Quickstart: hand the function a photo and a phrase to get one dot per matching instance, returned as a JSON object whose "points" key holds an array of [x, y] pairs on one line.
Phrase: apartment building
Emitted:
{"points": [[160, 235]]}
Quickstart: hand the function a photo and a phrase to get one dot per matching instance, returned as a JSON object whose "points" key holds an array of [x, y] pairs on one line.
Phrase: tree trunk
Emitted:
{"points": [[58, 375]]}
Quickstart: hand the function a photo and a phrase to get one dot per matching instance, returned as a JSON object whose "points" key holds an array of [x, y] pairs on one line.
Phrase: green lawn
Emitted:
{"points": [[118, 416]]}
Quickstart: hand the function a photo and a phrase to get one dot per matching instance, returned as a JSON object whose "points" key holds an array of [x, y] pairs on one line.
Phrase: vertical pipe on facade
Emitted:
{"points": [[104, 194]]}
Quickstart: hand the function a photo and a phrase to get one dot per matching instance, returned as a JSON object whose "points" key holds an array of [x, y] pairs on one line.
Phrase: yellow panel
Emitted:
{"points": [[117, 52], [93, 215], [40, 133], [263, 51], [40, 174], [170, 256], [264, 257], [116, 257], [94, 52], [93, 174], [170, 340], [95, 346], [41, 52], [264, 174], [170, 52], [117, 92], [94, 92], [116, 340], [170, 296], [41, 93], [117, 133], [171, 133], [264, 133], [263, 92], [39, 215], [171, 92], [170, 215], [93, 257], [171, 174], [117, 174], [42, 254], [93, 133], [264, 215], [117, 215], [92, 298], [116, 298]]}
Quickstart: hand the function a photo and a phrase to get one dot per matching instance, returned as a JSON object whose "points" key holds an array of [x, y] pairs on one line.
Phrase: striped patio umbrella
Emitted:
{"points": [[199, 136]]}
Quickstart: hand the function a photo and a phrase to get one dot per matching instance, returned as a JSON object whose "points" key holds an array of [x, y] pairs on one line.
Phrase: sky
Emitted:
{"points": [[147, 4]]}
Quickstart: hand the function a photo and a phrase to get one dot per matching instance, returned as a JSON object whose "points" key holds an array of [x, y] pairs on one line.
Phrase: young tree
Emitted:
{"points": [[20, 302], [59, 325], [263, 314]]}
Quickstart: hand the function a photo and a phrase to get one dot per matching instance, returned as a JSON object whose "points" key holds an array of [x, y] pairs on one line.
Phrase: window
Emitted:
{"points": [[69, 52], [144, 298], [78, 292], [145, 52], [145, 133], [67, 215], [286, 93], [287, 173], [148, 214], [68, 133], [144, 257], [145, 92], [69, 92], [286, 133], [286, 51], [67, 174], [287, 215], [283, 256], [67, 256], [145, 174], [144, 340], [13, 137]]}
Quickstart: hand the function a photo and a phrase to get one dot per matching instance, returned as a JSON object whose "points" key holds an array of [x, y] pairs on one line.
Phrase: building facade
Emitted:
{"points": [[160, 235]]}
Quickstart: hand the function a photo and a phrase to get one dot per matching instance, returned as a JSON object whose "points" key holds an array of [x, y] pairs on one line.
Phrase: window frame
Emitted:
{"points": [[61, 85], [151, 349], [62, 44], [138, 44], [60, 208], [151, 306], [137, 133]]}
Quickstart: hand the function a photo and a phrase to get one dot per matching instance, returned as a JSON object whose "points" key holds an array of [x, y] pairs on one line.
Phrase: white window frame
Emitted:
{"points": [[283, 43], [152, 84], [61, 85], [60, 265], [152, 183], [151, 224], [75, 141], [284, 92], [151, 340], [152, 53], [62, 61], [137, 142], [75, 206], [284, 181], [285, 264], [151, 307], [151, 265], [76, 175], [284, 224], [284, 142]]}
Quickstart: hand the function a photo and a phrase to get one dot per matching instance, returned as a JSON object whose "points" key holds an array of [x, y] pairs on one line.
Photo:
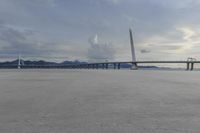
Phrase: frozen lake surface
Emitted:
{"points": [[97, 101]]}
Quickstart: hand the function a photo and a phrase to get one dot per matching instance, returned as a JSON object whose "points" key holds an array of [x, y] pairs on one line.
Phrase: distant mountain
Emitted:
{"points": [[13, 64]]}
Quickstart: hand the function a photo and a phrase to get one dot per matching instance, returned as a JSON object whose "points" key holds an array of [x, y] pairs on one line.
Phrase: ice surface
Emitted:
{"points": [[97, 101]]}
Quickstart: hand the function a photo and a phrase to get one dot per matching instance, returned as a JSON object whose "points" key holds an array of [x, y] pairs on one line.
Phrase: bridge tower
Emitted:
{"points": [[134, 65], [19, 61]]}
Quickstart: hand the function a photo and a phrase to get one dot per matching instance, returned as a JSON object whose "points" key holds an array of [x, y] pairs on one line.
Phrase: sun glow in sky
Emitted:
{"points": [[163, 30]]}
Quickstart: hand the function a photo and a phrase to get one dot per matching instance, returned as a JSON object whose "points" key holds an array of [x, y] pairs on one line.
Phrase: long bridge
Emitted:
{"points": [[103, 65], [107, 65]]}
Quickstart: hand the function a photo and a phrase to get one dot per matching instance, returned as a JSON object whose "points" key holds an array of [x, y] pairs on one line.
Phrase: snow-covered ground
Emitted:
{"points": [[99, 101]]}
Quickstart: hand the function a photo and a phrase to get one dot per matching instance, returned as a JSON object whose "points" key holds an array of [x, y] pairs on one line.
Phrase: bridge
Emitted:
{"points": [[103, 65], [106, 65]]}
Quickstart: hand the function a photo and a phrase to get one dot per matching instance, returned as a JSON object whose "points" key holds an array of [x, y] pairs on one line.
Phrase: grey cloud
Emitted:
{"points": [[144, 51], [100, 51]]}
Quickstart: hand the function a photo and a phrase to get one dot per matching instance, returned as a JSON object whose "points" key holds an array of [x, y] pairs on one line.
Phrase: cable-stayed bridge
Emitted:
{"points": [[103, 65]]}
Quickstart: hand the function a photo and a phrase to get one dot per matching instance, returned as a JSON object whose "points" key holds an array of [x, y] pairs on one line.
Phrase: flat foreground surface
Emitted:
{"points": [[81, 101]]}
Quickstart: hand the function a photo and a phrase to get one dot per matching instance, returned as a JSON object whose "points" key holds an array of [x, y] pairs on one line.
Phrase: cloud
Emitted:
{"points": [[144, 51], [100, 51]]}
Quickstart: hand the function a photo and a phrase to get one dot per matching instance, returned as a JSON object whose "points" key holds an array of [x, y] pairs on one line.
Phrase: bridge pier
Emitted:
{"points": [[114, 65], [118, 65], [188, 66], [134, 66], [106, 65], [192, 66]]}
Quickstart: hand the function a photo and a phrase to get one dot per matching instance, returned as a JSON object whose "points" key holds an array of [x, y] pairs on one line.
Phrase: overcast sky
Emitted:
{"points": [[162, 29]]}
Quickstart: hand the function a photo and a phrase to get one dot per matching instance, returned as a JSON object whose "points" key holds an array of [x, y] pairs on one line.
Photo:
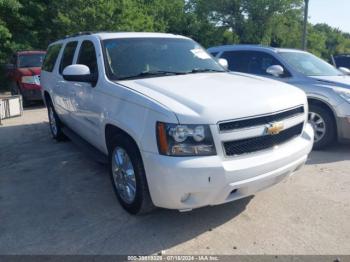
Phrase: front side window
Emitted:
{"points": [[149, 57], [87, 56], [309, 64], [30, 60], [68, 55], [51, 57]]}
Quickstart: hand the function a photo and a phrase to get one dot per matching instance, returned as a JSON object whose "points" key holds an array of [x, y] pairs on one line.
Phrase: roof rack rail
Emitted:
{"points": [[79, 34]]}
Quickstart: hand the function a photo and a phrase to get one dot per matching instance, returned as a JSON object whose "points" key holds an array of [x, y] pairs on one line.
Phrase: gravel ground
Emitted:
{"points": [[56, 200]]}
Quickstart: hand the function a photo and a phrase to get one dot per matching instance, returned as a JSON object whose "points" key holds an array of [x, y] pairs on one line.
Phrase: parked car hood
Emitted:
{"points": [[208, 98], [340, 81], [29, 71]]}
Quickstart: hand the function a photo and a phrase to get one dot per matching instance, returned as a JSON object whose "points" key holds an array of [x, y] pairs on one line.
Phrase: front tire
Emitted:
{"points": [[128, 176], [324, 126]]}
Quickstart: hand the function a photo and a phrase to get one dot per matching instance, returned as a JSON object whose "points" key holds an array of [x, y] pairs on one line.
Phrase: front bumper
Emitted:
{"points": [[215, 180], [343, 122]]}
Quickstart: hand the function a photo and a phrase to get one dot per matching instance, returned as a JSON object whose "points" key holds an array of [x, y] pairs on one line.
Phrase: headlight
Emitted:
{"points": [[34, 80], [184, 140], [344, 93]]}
==============================
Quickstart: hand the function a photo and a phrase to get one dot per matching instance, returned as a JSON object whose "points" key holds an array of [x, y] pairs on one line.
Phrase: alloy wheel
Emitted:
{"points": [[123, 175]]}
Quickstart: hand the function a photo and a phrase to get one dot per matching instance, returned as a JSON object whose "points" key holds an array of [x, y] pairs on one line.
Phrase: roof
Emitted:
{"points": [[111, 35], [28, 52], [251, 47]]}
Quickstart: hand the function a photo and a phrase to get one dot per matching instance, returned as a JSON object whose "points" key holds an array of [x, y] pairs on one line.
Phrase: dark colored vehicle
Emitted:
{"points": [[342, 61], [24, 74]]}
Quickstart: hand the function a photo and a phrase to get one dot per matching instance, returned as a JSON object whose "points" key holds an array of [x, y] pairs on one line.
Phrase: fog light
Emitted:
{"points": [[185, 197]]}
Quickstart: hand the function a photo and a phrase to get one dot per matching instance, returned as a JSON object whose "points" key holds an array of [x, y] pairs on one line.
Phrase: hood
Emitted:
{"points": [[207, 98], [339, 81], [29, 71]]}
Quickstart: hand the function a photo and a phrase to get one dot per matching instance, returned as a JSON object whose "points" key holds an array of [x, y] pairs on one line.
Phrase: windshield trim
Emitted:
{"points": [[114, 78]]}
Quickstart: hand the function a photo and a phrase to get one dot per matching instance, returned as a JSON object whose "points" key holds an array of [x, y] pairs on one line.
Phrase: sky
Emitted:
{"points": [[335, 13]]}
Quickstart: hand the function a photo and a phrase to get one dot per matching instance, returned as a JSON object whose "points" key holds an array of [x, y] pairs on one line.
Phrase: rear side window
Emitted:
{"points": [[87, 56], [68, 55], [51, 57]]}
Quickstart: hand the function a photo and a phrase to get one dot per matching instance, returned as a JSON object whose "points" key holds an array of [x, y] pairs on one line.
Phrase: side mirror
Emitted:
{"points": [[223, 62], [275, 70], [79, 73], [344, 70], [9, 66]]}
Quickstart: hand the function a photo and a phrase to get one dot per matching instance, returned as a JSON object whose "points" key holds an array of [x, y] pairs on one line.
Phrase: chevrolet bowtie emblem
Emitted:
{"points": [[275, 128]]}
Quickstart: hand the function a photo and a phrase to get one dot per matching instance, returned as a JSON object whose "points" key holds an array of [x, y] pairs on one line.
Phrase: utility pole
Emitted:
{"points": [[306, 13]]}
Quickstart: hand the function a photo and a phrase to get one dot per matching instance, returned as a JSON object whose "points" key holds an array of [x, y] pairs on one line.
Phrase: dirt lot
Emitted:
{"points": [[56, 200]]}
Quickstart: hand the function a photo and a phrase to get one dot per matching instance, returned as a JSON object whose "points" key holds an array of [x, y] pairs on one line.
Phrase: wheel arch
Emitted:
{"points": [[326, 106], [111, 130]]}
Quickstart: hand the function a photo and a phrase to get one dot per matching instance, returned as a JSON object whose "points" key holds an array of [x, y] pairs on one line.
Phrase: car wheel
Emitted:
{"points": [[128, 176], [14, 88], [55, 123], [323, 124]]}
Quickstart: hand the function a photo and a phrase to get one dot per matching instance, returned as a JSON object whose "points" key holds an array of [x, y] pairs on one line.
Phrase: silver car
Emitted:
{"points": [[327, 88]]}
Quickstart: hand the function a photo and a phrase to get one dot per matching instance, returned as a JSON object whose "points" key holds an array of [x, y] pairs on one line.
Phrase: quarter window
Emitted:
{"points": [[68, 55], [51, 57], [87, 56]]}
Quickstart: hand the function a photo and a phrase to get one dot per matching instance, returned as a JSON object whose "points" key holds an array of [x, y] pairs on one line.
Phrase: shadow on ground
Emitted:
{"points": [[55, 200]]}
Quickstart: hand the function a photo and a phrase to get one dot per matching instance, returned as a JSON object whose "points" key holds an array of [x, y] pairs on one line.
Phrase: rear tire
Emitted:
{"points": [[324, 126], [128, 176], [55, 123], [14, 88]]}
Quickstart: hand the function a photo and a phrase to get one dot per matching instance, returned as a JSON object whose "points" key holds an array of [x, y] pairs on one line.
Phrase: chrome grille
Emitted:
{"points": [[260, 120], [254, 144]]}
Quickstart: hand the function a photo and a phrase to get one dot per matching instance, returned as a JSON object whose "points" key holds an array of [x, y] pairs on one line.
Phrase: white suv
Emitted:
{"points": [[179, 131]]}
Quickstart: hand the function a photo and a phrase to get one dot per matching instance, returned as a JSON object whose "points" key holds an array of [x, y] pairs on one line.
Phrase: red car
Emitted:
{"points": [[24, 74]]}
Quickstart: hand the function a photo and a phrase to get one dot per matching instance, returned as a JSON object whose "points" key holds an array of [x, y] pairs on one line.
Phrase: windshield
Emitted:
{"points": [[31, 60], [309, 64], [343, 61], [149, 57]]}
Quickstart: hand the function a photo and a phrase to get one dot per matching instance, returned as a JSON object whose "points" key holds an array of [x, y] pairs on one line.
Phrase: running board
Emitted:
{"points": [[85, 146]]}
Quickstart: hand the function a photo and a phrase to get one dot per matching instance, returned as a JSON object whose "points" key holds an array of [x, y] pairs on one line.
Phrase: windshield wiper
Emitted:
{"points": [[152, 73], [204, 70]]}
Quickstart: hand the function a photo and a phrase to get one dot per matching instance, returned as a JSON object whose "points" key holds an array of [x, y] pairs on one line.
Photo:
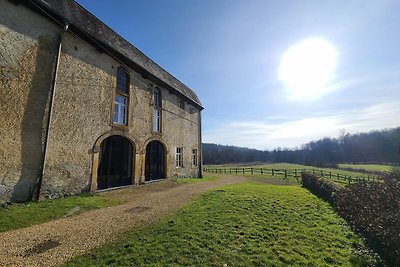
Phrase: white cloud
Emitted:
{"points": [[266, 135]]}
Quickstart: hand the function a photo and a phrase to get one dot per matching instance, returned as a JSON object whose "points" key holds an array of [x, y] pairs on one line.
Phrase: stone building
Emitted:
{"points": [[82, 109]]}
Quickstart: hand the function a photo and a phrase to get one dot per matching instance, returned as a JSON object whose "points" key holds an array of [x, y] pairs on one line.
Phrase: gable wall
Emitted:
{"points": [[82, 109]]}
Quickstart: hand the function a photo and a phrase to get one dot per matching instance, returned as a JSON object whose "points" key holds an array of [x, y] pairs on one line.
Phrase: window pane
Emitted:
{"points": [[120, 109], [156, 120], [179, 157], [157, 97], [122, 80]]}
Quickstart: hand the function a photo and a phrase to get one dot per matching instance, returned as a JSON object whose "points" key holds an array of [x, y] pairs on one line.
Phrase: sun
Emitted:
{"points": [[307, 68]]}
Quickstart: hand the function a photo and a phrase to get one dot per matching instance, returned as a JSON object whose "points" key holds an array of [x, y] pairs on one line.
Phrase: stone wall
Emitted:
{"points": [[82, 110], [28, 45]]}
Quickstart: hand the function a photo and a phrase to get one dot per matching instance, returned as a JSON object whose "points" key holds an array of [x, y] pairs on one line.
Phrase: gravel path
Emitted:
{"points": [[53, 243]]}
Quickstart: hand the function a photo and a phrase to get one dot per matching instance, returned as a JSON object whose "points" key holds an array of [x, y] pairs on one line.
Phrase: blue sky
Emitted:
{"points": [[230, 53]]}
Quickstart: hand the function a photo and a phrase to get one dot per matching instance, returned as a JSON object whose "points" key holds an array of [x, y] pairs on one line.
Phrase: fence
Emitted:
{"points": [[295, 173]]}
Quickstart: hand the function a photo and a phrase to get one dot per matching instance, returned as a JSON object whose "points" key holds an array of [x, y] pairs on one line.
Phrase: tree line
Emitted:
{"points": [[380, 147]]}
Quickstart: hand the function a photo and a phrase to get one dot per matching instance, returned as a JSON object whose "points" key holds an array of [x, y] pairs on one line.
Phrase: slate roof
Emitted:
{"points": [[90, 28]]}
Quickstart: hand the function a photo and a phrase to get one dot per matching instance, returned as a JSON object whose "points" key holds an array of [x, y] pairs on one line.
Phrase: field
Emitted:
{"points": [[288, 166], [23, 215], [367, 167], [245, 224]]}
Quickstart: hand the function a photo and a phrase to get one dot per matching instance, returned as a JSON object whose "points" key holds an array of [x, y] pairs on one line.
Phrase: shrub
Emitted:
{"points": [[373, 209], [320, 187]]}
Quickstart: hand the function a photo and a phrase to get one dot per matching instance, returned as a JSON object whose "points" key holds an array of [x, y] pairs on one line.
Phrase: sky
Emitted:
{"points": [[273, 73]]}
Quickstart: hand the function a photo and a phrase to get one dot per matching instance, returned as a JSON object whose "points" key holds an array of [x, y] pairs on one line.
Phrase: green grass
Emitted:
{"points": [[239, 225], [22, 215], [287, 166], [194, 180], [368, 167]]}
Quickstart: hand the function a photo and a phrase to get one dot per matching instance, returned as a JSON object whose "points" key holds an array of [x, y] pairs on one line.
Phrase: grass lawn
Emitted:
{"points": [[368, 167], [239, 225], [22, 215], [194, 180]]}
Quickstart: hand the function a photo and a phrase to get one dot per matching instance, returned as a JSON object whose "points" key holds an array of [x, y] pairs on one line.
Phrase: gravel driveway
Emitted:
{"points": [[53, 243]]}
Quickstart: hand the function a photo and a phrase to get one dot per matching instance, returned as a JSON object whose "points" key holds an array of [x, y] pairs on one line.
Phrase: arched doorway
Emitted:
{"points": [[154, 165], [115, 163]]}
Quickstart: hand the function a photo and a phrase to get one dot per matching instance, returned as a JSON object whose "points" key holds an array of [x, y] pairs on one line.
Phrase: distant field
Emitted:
==============================
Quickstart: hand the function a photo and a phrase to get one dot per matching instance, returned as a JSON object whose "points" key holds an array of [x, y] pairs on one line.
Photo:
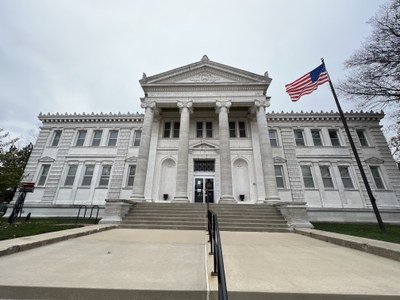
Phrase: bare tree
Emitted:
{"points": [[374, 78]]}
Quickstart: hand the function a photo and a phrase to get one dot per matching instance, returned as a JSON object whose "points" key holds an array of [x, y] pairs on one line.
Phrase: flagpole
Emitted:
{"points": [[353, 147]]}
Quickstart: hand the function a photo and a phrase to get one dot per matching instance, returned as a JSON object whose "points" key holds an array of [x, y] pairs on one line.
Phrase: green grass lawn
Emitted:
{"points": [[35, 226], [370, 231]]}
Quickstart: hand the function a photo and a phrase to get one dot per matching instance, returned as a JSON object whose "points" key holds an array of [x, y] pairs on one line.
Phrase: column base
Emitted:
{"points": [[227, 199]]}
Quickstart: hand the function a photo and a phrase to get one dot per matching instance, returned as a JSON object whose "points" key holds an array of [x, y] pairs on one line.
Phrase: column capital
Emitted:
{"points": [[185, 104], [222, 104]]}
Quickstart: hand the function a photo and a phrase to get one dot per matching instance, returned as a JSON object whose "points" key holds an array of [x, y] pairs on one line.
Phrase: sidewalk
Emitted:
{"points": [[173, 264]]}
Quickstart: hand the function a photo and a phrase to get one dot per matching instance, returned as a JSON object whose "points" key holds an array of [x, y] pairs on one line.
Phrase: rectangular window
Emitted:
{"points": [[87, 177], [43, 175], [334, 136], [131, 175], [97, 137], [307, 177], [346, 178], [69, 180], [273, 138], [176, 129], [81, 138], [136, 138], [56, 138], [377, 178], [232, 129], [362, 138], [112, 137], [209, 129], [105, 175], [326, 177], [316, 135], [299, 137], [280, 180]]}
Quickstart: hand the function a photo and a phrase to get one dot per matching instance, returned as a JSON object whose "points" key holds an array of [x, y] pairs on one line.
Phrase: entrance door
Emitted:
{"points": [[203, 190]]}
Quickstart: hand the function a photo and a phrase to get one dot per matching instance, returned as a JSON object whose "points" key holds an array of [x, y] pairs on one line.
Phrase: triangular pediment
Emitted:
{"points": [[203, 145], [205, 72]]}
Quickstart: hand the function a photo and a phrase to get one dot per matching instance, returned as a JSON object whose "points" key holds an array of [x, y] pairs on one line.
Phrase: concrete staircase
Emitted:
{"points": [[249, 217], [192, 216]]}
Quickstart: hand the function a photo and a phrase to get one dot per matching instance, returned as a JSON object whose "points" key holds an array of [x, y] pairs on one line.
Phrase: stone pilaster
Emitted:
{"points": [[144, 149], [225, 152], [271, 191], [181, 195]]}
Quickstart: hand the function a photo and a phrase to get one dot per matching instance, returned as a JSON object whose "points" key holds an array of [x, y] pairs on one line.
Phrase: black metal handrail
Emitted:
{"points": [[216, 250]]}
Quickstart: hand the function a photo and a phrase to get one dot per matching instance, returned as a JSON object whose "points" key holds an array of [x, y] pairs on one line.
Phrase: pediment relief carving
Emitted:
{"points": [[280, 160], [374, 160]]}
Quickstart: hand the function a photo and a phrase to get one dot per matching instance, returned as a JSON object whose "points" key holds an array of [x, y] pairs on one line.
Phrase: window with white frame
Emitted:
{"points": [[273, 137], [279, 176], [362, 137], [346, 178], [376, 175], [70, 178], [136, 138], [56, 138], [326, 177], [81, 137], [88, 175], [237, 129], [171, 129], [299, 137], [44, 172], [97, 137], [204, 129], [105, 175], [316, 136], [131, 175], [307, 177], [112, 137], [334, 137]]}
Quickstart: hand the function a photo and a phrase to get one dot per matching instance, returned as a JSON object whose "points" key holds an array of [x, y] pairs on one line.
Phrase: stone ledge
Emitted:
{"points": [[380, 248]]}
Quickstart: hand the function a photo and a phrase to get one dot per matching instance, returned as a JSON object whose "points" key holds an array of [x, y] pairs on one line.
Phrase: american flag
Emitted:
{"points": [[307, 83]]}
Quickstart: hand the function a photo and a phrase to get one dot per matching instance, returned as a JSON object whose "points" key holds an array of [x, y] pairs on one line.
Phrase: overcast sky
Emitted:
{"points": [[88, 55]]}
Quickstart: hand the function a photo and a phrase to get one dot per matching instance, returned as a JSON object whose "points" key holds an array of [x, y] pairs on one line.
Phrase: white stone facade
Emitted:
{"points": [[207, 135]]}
==============================
▶ _Activity_:
Wherever the word "frame" appears in the listing, copy the line that holds it.

▶ _Exercise output_:
Phrase: window frame
Phrase: white window frame
Phrase: window with white frame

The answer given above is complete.